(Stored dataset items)
########

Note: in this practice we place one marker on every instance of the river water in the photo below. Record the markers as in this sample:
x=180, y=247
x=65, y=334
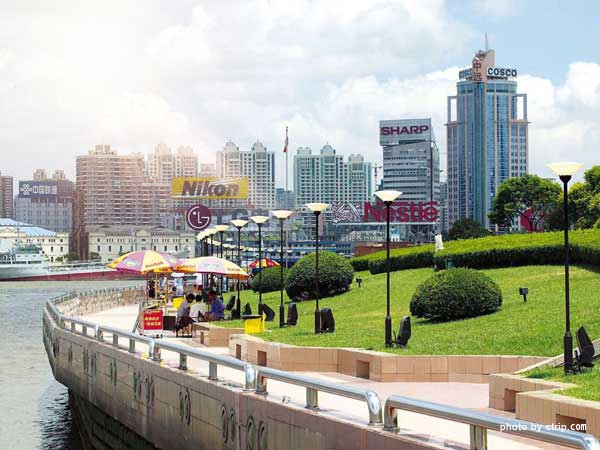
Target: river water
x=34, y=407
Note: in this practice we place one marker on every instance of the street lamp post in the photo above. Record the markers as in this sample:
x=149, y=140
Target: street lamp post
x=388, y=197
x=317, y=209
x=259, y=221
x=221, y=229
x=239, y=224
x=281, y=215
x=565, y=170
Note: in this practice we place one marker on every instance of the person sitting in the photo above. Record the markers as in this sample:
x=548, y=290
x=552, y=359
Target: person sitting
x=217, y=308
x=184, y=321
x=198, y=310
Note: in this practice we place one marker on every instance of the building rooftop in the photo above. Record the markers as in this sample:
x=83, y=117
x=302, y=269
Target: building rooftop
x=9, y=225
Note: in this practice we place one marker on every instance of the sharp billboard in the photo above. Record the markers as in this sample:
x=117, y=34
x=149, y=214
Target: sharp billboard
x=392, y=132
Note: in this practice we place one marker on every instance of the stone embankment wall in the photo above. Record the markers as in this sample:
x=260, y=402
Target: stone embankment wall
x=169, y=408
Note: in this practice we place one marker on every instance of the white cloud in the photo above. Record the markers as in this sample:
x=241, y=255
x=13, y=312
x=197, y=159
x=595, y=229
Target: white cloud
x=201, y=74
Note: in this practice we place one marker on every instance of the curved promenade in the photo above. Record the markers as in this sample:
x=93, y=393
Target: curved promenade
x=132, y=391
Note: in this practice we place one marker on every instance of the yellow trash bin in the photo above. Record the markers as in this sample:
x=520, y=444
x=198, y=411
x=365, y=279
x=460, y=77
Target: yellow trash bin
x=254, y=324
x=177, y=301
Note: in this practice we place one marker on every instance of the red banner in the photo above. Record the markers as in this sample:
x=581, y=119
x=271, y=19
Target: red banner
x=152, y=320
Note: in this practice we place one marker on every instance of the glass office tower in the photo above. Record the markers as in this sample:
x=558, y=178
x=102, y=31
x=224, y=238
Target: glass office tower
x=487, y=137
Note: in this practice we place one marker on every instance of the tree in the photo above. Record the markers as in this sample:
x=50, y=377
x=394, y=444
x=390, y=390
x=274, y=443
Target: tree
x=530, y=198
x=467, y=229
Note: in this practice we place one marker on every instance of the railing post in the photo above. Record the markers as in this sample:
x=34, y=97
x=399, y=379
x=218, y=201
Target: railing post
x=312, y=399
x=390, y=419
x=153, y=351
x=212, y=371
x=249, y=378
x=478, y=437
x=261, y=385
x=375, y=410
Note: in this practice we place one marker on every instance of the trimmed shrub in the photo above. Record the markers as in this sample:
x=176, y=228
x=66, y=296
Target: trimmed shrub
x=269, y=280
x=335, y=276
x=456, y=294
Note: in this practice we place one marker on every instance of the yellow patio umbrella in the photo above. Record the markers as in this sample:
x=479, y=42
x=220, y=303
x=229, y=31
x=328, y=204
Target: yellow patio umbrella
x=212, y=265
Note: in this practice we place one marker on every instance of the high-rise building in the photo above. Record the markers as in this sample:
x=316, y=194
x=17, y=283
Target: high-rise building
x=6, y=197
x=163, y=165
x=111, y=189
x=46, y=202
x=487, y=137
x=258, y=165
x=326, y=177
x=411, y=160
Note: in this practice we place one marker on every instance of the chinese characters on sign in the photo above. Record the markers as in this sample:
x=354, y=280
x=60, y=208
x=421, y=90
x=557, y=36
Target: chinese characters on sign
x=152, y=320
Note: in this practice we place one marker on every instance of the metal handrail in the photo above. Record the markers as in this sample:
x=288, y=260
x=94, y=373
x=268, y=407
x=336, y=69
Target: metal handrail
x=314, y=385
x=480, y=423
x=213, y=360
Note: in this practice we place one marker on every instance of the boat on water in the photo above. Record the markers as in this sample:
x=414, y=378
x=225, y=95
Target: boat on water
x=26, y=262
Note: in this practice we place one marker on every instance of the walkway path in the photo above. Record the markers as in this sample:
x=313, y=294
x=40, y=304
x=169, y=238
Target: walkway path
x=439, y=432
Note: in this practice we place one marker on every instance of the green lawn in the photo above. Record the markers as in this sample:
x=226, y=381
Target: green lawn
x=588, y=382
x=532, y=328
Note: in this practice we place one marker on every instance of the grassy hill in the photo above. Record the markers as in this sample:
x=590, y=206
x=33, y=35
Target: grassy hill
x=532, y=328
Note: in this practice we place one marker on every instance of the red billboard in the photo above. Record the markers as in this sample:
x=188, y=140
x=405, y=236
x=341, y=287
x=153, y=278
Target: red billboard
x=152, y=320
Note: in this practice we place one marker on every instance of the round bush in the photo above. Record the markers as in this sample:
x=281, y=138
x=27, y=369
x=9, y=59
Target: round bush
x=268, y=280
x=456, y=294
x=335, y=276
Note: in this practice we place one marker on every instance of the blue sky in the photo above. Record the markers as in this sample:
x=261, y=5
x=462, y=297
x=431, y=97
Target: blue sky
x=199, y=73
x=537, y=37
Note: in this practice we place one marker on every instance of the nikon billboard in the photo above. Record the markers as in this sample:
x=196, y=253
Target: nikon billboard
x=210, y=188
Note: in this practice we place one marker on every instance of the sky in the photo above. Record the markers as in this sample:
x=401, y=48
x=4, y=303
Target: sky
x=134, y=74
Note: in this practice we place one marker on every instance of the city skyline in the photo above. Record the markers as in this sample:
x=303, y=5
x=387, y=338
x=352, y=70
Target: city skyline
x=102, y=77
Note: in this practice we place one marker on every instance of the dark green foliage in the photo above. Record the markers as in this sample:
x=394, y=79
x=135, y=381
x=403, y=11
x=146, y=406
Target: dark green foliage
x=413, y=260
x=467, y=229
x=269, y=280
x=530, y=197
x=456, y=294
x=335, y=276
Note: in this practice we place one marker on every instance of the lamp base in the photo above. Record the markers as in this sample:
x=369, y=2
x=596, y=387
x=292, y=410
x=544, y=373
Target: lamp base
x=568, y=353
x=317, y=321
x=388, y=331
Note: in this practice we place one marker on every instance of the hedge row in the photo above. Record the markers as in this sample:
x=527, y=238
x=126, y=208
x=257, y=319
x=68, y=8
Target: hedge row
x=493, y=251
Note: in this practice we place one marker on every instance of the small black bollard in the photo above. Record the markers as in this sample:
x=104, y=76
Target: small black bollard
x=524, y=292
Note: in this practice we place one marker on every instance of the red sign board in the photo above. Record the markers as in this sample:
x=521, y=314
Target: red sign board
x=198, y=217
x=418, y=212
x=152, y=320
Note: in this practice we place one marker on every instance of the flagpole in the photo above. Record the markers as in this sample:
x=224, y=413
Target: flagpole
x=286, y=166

########

* AIM OF THE TASK
Leaving the images out, return every record exactly.

* REPLY
Note: in this practice we place one marker on every instance of the river water in the photo below. Record the markers as in this sample:
x=180, y=247
x=65, y=334
Target: river water
x=34, y=407
Note: in this practice we place one marker on every instance of the street lamp post in the photo above. Record the markers as in this sample:
x=149, y=140
Target: street lamp post
x=388, y=197
x=317, y=209
x=259, y=221
x=221, y=229
x=239, y=224
x=281, y=215
x=565, y=170
Note: in this practice we place one marker on every instance of the person sitting in the photo above. Record the markers as in this sample:
x=548, y=290
x=552, y=359
Target: person sitting
x=217, y=308
x=184, y=321
x=198, y=310
Note: in this practice we place one marker on every instance of the building rooftop in the photo above. Record the markers as in this sample:
x=83, y=117
x=302, y=269
Target: building rooftop
x=9, y=225
Note: in this practice we place one marker on every instance of the sharp billboard in the photo above. Record the markers as in this sample:
x=117, y=34
x=149, y=214
Target: sharp billboard
x=392, y=132
Note: in this practice we place one marker on every instance of the stone embankment wall in the photo above. Record the markers as in this sample:
x=260, y=402
Target: stone embankment wall
x=169, y=408
Note: in this practice we place one marker on every instance of the white cloud in the photo above. Record the markers as in this sample:
x=241, y=255
x=13, y=312
x=197, y=159
x=595, y=229
Target: white cloud
x=201, y=74
Note: in this practice we place one marker on every instance of the curved promenade in the photo above. Record the markers as in this sample:
x=93, y=393
Target: curved promenade
x=132, y=391
Note: in this practice we place one marker on every instance of the yellow trash bin in the photo above. Record the markers as in this sample:
x=520, y=444
x=198, y=411
x=365, y=279
x=460, y=77
Target: yellow trash bin
x=254, y=324
x=177, y=301
Note: in this practice we place one marker on every instance of the red banner in the photo above. Record the markers as in this sample:
x=581, y=119
x=271, y=19
Target: red banner
x=152, y=320
Note: in this practice we place one marker on every instance of the glass office tower in the photo above. Record the markers as in this sample:
x=558, y=178
x=102, y=31
x=224, y=238
Target: glass office tower
x=487, y=137
Note: in this practice we place one marker on every instance of the tree in the photo above. Record the markers as in this sample:
x=50, y=377
x=394, y=444
x=390, y=390
x=274, y=443
Target: tree
x=530, y=198
x=467, y=229
Note: in this practice we place one marker on every instance of the railing post in the photo above. Record the markers as in this sample:
x=34, y=97
x=399, y=379
x=218, y=201
Target: railing post
x=312, y=399
x=390, y=419
x=153, y=351
x=212, y=371
x=249, y=378
x=478, y=437
x=261, y=385
x=375, y=410
Note: in this practice we place one marker on every instance of the trimmed shrub in the photo above. Record the markers as in this sample:
x=176, y=228
x=66, y=296
Target: trimmed shrub
x=269, y=280
x=335, y=276
x=456, y=294
Note: in this practice we place one marker on every instance of the yellow patio umbrella in the photo above. Record the markers as in this sample:
x=479, y=42
x=220, y=303
x=229, y=31
x=328, y=204
Target: yellow patio umbrella
x=212, y=265
Note: in this practice we place one marker on every instance of the high-rise building in the photo above. Record the markers as in this sample:
x=316, y=194
x=17, y=283
Target: high-rise building
x=6, y=197
x=163, y=165
x=111, y=189
x=46, y=202
x=487, y=137
x=258, y=165
x=326, y=177
x=411, y=160
Note: in this practice we place one marker on every instance of the chinese characters on sign in the photo above. Record the markers as in this sample:
x=354, y=280
x=60, y=208
x=421, y=90
x=557, y=36
Target: chinese characters on sign
x=152, y=320
Note: in this practice we place one marker on every instance of the metal handrail in the photo above. Record the markers as in this sample:
x=288, y=260
x=94, y=373
x=268, y=407
x=336, y=69
Target: metal handrail
x=314, y=385
x=480, y=423
x=213, y=360
Note: in this practice we place one marker on every instance of the boat on water in the photo above. Record the markers as in this sample:
x=414, y=378
x=225, y=95
Target: boat on water
x=26, y=262
Note: in this practice we place one marker on every instance of the walkway path in the photo above. Record the markers as in this sample:
x=313, y=294
x=40, y=304
x=169, y=238
Target: walkway path
x=439, y=432
Note: in this practice we place one marker on every instance of the green lawn in the photo above. Record the markers as in this sample:
x=226, y=381
Target: green lawn
x=588, y=382
x=532, y=328
Note: in this practice we place one marker on every instance of the grassy hill in the photo above. Record the markers as in this sample:
x=590, y=206
x=33, y=35
Target: grassy hill
x=532, y=328
Note: in this practice we place one marker on every instance of the red billboard in the photo above. Record the markers as in this sample:
x=188, y=140
x=405, y=236
x=341, y=287
x=153, y=278
Target: red billboard
x=152, y=320
Note: in this practice we place one marker on every instance of the round bush in the photo above. Record the markers as in this sample:
x=281, y=138
x=27, y=369
x=9, y=59
Target: round bush
x=268, y=280
x=456, y=294
x=335, y=276
Note: in this practice we place one marker on every instance of the blue sky in the photo above. Record the markers as in this sample:
x=261, y=5
x=462, y=297
x=431, y=97
Target: blue sky
x=199, y=73
x=537, y=37
Note: in this practice we place one marker on every instance of the nikon billboard in the photo above. Record the markers as in this sample:
x=196, y=253
Target: nikon billboard
x=210, y=188
Note: in this practice we place one marker on every instance of the sky in the photo above. Record the markers as in this sample:
x=401, y=48
x=4, y=303
Target: sky
x=134, y=74
Note: in this practice we place one marker on every instance of the city skyline in the photo above. Record the markers as in this sample:
x=303, y=5
x=387, y=338
x=352, y=70
Target: city skyline
x=102, y=77
Note: in this practice we place one marker on every instance of the dark green foliage in the photo above. Record the markers as in this sample:
x=394, y=79
x=135, y=381
x=403, y=11
x=146, y=406
Target: dark green foliage
x=413, y=260
x=467, y=229
x=269, y=280
x=530, y=197
x=456, y=294
x=335, y=276
Note: in this practice we place one marker on every instance of the lamp base in the photo above. Record the markers as in this sample:
x=369, y=2
x=596, y=387
x=292, y=410
x=544, y=373
Target: lamp base
x=568, y=353
x=317, y=321
x=388, y=331
Note: in this practice we place one marker on every instance of the hedge row in the photo above. Record the markers as in this sample:
x=527, y=238
x=126, y=208
x=257, y=319
x=68, y=8
Target: hedge row
x=493, y=251
Note: in this practice we place one marker on every instance of the small black bollard in the photo above. Record the markers as in this sample:
x=104, y=76
Target: small black bollard
x=524, y=292
Note: in this practice we place one marker on every instance of the red sign board in the photo above. Record the markers as in this sample:
x=521, y=314
Target: red sign board
x=198, y=217
x=418, y=212
x=152, y=320
Note: in this practice we place one marker on every instance of the flagpole in the photo above. Record the markers as in this sample:
x=224, y=413
Target: flagpole
x=286, y=166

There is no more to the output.